### OBJECTIVE
Reproduce the records below verbatim, starting with the first line and continuing through the line containing "640 650 701 676", both included.

### GIVEN ENTRIES
*****

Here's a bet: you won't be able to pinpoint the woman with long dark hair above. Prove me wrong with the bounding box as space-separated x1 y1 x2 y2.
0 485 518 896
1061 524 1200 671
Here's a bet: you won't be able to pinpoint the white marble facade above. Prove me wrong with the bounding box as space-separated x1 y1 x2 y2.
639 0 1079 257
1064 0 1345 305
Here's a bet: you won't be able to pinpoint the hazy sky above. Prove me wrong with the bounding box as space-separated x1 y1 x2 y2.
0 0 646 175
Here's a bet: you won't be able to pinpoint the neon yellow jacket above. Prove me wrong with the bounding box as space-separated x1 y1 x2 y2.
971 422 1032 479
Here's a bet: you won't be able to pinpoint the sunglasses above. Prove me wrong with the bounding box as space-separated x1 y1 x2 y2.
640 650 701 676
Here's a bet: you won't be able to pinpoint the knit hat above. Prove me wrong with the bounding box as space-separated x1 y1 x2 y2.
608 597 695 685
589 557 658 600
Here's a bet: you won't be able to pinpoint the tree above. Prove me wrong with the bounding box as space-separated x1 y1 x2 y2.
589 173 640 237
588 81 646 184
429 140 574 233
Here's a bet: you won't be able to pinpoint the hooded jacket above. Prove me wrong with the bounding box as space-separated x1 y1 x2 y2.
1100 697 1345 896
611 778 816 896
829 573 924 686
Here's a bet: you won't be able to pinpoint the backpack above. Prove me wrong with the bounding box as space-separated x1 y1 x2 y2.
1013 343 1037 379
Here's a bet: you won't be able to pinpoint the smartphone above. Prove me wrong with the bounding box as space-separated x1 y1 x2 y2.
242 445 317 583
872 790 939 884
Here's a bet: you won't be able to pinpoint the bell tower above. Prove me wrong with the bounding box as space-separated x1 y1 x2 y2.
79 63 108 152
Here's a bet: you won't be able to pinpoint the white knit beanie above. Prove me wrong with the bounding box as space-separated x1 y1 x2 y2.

*****

### RESULT OF THIS EXERCISE
Here's a bet: you won't be able to pinpoint the woman with long dark hair above. Prove me wrong with the bounding box as space-separated x1 y1 x2 y2.
0 485 518 896
1061 524 1200 671
Here's a bet: you won't be able to pinpoint the white marble facade above. Prove me wrong with the bounding box as space-separated x1 y1 x2 y2.
639 0 1079 257
1064 0 1345 305
Here's a bet: you won't be able to pinpoint the hazy sky above. Prove me wrong with the bounding box as space-separated x1 y1 x2 y2.
0 0 646 175
Here's a bet: you won't be able to pinpoint the neon yellow jacket above. Prove me wrong with the bounding box as space-separated x1 y1 x2 y2.
971 422 1032 479
Here's a bet: you won't be able to pinpoint the sunglasses above. Prove me wrong with the bounding box as space-separated x1 y1 x2 y2.
640 650 701 676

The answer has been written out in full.